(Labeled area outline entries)
— START —

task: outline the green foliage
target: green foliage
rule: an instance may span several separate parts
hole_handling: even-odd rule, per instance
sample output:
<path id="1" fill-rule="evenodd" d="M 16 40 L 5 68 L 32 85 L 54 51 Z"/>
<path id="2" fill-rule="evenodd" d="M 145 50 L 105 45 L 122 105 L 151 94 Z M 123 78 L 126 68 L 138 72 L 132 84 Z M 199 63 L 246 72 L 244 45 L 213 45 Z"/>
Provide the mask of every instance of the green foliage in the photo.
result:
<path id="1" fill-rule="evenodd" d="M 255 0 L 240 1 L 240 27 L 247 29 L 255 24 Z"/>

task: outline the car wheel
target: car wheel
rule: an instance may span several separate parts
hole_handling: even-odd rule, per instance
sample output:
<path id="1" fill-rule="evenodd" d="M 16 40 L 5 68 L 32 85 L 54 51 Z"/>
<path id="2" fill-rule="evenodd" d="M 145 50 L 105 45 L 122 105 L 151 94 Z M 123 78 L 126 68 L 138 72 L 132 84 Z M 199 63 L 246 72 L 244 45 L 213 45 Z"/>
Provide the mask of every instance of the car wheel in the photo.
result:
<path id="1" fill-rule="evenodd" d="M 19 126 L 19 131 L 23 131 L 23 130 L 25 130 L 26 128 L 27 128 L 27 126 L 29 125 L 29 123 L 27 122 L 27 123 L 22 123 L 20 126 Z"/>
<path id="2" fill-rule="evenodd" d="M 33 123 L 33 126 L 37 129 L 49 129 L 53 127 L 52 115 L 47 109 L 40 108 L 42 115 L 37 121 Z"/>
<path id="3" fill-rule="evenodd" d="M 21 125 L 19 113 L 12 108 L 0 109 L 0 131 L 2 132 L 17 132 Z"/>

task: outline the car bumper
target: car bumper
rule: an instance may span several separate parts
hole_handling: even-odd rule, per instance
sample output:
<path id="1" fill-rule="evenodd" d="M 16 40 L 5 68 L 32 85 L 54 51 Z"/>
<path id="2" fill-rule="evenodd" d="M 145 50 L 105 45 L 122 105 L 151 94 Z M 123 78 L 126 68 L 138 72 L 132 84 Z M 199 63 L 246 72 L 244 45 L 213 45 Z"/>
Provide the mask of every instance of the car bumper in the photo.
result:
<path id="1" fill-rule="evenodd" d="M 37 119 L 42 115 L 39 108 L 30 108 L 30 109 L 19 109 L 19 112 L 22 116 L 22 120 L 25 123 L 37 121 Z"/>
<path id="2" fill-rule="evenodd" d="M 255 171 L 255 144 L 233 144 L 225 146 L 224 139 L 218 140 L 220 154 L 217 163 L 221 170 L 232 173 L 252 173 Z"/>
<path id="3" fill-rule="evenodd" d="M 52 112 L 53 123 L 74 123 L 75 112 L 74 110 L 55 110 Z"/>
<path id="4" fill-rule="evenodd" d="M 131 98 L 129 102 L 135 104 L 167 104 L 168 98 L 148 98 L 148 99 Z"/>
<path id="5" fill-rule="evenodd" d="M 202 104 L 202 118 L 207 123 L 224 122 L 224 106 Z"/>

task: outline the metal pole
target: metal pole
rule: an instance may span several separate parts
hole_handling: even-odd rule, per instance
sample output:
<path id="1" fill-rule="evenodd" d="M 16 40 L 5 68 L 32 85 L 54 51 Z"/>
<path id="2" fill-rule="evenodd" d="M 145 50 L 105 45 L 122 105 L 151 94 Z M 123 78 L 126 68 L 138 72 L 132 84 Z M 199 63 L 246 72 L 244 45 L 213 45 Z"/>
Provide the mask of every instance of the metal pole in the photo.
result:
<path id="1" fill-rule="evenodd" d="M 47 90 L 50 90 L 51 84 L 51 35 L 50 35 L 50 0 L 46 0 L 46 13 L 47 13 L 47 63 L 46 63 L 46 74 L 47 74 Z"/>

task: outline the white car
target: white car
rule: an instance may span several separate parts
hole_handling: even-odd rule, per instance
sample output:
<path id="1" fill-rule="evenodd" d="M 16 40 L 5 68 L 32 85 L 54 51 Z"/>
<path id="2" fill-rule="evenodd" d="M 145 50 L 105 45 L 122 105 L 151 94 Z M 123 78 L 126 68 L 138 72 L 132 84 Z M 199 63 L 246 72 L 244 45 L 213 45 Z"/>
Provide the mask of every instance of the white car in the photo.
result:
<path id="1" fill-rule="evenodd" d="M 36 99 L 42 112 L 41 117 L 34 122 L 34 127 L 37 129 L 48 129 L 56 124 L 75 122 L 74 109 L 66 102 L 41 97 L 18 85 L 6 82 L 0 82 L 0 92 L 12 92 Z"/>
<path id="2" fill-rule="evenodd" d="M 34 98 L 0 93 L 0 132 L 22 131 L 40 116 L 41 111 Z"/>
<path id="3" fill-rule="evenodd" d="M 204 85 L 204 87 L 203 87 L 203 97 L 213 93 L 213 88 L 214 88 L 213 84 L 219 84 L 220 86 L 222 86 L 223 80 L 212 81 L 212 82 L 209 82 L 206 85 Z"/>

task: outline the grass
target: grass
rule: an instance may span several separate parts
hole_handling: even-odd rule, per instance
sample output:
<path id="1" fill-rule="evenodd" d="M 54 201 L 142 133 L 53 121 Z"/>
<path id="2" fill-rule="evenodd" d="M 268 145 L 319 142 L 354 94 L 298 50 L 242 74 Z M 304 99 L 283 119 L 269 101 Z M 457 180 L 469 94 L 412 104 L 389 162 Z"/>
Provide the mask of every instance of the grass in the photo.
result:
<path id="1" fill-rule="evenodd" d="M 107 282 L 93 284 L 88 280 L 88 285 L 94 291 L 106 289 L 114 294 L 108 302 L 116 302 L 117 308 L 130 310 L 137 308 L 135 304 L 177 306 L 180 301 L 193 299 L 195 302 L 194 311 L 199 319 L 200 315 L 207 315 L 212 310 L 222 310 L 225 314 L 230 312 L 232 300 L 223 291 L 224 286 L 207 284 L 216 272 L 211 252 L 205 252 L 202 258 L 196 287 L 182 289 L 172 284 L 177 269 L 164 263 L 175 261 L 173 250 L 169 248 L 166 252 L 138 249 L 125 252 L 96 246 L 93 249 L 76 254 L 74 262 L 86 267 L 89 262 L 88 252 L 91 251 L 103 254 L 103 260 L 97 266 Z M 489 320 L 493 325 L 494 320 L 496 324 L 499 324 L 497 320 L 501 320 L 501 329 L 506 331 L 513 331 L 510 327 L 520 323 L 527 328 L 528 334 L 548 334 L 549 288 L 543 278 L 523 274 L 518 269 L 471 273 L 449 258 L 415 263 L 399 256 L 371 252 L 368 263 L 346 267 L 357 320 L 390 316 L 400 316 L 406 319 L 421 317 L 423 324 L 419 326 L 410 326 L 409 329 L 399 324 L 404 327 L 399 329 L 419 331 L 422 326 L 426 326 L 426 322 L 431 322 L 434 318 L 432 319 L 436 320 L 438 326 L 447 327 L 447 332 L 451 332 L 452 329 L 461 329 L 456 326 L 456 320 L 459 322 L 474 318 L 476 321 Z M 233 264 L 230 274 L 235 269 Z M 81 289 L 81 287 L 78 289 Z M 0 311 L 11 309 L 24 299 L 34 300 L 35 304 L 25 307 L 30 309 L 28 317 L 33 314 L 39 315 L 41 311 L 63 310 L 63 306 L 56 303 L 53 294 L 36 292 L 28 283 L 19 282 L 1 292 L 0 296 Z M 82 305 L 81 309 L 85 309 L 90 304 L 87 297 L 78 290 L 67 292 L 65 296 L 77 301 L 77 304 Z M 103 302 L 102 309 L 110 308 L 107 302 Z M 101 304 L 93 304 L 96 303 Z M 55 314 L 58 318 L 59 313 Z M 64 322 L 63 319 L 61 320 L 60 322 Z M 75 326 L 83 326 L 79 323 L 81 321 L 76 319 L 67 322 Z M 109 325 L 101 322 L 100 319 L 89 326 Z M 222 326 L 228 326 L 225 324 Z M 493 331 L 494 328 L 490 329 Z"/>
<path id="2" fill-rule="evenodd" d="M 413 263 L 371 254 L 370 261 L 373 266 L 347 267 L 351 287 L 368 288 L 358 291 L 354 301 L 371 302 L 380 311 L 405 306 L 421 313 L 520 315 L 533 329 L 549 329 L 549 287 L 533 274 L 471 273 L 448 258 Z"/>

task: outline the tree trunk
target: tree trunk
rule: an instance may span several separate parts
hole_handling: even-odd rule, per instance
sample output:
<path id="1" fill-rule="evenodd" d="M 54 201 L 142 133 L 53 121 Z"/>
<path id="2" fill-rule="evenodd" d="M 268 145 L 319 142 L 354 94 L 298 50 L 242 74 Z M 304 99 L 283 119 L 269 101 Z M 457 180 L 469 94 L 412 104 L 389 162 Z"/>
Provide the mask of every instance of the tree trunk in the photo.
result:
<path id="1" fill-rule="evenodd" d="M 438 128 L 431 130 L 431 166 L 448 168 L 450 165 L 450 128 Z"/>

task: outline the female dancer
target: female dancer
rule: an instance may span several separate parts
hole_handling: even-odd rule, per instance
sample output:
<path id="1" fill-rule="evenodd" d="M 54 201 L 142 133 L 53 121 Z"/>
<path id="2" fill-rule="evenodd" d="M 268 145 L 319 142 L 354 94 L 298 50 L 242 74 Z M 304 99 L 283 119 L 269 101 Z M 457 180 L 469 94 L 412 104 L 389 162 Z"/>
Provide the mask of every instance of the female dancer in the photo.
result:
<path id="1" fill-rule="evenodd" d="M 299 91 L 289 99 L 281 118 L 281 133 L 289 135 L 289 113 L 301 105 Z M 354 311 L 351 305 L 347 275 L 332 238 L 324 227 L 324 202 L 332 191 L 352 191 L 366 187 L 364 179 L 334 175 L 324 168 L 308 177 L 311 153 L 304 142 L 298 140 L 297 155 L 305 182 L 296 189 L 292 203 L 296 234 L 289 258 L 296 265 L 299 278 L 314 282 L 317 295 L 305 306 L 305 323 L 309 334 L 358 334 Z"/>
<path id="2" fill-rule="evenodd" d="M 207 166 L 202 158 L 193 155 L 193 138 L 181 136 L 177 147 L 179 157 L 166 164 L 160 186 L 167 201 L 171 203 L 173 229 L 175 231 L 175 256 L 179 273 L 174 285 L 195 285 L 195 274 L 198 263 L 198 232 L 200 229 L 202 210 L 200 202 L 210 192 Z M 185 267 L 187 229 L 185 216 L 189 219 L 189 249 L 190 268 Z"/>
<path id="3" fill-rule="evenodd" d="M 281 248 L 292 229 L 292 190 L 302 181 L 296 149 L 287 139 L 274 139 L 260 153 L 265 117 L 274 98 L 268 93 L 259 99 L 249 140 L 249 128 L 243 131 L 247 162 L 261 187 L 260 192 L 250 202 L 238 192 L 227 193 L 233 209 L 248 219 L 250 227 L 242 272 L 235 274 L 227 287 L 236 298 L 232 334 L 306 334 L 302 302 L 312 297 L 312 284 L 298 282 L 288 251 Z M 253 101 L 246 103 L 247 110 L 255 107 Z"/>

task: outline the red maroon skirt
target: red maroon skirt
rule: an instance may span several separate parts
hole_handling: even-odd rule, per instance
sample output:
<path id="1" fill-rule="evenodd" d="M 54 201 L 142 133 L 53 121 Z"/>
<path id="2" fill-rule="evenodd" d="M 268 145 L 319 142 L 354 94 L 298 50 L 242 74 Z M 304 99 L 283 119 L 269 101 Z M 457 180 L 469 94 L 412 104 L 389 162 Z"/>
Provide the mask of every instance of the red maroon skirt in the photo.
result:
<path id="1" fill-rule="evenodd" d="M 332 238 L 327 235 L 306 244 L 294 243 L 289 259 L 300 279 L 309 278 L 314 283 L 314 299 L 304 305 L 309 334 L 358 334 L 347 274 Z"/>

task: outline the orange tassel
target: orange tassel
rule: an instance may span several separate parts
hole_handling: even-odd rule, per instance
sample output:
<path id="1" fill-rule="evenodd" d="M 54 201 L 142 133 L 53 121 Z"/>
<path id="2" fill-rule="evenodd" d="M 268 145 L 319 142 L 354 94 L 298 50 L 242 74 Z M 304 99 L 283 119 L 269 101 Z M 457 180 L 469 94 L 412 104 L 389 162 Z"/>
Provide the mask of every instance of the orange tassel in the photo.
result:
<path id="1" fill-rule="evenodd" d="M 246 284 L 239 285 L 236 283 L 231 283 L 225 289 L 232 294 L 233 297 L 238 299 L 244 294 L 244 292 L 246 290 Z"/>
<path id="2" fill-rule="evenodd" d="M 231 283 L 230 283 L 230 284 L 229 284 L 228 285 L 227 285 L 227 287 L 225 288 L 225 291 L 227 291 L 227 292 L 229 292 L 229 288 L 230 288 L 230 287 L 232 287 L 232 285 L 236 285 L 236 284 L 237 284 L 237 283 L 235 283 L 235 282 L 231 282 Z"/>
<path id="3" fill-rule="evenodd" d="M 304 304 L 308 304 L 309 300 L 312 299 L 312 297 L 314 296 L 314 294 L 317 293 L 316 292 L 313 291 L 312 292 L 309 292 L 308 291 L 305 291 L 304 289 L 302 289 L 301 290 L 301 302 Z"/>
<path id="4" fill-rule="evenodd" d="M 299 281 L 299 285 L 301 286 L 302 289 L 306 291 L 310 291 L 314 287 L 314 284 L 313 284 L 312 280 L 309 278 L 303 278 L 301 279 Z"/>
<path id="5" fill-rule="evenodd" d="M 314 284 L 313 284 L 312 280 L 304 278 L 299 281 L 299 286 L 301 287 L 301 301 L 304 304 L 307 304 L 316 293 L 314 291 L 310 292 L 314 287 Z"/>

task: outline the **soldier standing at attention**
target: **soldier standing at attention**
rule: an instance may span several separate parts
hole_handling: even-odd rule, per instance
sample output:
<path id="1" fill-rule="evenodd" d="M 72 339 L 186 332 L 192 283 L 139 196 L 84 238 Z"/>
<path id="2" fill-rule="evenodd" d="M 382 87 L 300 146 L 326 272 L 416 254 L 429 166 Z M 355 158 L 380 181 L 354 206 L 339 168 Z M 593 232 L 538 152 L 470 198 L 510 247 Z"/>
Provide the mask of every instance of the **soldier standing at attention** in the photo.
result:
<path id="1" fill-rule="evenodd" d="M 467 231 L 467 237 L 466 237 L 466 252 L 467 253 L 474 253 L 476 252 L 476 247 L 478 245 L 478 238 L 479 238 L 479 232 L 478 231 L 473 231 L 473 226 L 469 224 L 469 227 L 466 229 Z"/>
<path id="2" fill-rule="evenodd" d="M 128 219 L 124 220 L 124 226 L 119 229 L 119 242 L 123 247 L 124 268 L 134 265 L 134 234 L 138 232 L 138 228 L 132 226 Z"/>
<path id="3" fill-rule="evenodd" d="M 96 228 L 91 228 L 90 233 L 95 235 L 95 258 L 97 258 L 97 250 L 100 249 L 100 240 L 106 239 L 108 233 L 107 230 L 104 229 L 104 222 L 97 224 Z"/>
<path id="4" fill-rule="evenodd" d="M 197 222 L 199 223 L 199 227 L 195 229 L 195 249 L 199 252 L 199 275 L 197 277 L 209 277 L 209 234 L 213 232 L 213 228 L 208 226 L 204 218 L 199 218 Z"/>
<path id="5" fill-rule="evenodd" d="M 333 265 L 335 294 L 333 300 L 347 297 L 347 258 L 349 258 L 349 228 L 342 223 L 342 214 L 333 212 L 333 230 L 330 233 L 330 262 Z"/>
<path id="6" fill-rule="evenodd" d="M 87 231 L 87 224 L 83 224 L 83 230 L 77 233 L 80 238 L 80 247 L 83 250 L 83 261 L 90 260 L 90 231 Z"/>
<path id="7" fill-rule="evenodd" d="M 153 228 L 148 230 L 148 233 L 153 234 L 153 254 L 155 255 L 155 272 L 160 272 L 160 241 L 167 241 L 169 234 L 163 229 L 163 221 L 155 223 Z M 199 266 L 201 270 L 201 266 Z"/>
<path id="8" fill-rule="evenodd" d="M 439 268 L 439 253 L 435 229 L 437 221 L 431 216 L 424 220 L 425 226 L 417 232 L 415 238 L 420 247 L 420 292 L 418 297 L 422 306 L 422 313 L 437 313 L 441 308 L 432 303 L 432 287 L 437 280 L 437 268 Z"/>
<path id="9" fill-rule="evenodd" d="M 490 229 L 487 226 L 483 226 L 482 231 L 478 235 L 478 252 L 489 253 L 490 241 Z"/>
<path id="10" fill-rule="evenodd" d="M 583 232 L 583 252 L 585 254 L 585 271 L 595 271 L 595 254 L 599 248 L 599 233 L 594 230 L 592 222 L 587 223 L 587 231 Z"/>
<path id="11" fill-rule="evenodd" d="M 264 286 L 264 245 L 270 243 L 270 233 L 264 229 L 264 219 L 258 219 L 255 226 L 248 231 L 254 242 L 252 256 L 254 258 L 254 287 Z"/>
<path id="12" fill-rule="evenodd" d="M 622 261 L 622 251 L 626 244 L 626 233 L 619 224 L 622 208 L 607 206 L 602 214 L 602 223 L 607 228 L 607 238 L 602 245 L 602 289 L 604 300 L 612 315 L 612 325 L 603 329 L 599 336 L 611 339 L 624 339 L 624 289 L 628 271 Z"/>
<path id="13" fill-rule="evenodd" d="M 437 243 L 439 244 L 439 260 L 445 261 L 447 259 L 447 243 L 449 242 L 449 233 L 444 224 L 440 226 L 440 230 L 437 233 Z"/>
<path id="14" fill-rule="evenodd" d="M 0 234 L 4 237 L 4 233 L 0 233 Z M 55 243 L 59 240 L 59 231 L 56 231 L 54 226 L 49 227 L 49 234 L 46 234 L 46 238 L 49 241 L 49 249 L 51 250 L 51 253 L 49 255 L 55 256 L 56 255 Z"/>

— END —

:: DO THIS ::
Return verbatim the lines from the one containing "task: outline the metal pole" through the one containing "47 90 L 50 90", both ends included.

:: ANSWER TO THE TASK ::
task: outline the metal pole
target: metal pole
rule: an instance may span several separate parts
hole_handling: even-odd rule, per instance
sample output:
<path id="1" fill-rule="evenodd" d="M 16 40 L 5 68 L 32 85 L 54 51 Z"/>
<path id="2" fill-rule="evenodd" d="M 145 50 L 105 45 L 122 105 L 151 94 Z M 123 78 L 126 68 L 138 72 L 132 84 Z M 199 63 L 246 72 L 244 45 L 213 45 Z"/>
Provide the mask of every instance of the metal pole in the photo.
result:
<path id="1" fill-rule="evenodd" d="M 47 90 L 50 90 L 51 84 L 51 35 L 50 35 L 50 0 L 46 0 L 46 13 L 47 13 L 47 63 L 46 63 L 46 74 L 47 74 Z"/>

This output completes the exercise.